* Task directions
Locate the word "mouth" in the data below, then copy every line that holds it.

* Referring expression pointing data
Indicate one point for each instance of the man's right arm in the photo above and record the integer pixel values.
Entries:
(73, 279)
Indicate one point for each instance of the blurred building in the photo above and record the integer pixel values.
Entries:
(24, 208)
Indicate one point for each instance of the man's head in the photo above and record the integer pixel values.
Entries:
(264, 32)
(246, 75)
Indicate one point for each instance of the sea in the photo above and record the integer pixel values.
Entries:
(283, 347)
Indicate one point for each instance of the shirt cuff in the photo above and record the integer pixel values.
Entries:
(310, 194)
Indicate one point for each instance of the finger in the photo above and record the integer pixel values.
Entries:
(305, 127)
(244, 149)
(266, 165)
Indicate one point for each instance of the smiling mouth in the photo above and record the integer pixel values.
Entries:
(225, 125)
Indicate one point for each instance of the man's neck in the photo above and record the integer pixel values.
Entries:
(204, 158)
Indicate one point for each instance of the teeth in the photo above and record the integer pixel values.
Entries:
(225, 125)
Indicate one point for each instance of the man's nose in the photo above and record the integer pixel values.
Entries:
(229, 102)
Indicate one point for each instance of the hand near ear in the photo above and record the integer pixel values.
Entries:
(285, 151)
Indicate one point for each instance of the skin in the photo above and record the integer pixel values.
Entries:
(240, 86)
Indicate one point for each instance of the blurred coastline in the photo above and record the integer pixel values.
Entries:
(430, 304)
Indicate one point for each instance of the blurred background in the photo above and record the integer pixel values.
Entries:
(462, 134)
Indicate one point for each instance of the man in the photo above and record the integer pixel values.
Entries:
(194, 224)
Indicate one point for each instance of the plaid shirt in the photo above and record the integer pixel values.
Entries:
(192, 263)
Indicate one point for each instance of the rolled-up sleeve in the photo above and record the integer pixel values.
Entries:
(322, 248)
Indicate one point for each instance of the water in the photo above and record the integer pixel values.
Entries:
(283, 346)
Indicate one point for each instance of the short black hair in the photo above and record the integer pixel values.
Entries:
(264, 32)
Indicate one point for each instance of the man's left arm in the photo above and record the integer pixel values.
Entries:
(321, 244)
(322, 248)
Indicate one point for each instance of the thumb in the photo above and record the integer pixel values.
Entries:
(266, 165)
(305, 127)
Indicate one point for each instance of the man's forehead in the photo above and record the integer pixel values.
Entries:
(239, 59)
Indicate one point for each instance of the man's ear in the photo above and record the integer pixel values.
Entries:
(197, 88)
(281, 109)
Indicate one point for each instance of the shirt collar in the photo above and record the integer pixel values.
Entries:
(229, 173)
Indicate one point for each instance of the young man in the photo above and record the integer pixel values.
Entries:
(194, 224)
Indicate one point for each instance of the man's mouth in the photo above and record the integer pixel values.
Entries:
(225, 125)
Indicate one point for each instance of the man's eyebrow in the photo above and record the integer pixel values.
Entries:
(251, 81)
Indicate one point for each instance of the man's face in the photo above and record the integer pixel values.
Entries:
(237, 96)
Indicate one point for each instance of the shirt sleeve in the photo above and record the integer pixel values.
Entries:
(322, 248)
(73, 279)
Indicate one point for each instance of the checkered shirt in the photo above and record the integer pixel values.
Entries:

* Reply to the exercise
Indicate one point for each instance of the smiling mouth in the photo above and record the integer pixel values.
Indicate one point for each instance of the man's mouth in the photo above and record the integer pixel values.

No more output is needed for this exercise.